DOCUMENT PASSAGE:
Disaggregating the Blockchain Stack

Today’s cryptoverse is multi-chain and rollup-rich. But this wasn't always the case. Not long ago, Ethereum was without scaling solutions and faced headwinds as new dapps constrained blockspace to the point where a simple transaction required $200 in gas fees. This priced out retail investors, baptized skeptics, and armed Web3 critics, who joyfully celebrated the death of crypto.

As all eyes were on Ethereum, the community dug in and re-centered its focus to address the rising gas fees. This pivot led to Ethereum adopting a rollup-centric roadmap, setting the stage for innovate products like Optimism, Arbitrum, and Zksync.

This pivot is today’s story, and in this article I explore how Ethereum has, and will continue, to transition from a monolithic chain to Web3’s preferred settlement layer.

More specifically, I will cover:

  • What makes a blockchain "monolithic"

  • Why monolithic blockchains struggle to scale

  • How rollups solve some of these challenges

  • Why rollups represent the first step to a more modular blockchain design space

  • Tradeoffs and risks to disaggregating blockchain components

A Primer on Monolithic Blockchains

Monolithic blockchains do it all. They execute transactions. They facilitate consensus. They make transaction data available to stakeholders. And they can also settle (i.e., validate and arbitrate) transactions for other blockchains.

MATERIAL:
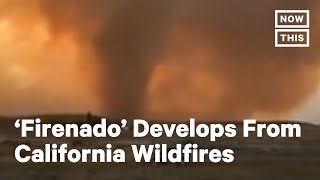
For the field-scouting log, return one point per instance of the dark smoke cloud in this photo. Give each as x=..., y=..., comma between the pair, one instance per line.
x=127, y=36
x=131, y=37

WHAT YOU NEED TO DO:
1. According to the article on the blockchain stack, how much in gas fees did a simple Ethereum transaction once require?
2. Write out the part of the blockchain stack article between "Disaggregating the Blockchain Stack" and "preferred settlement layer.", inclusive.

EXERCISE ANSWERS:
1. $200.

2.
Disaggregating the Blockchain Stack

Today’s cryptoverse is multi-chain and rollup-rich. But this wasn't always the case. Not long ago, Ethereum was without scaling solutions and faced headwinds as new dapps constrained blockspace to the point where a simple transaction required $200 in gas fees. This priced out retail investors, baptized skeptics, and armed Web3 critics, who joyfully celebrated the death of crypto.

As all eyes were on Ethereum, the community dug in and re-centered its focus to address the rising gas fees. This pivot led to Ethereum adopting a rollup-centric roadmap, setting the stage for innovate products like Optimism, Arbitrum, and Zksync.

This pivot is today’s story, and in this article I explore how Ethereum has, and will continue, to transition from a monolithic chain to Web3’s preferred settlement layer.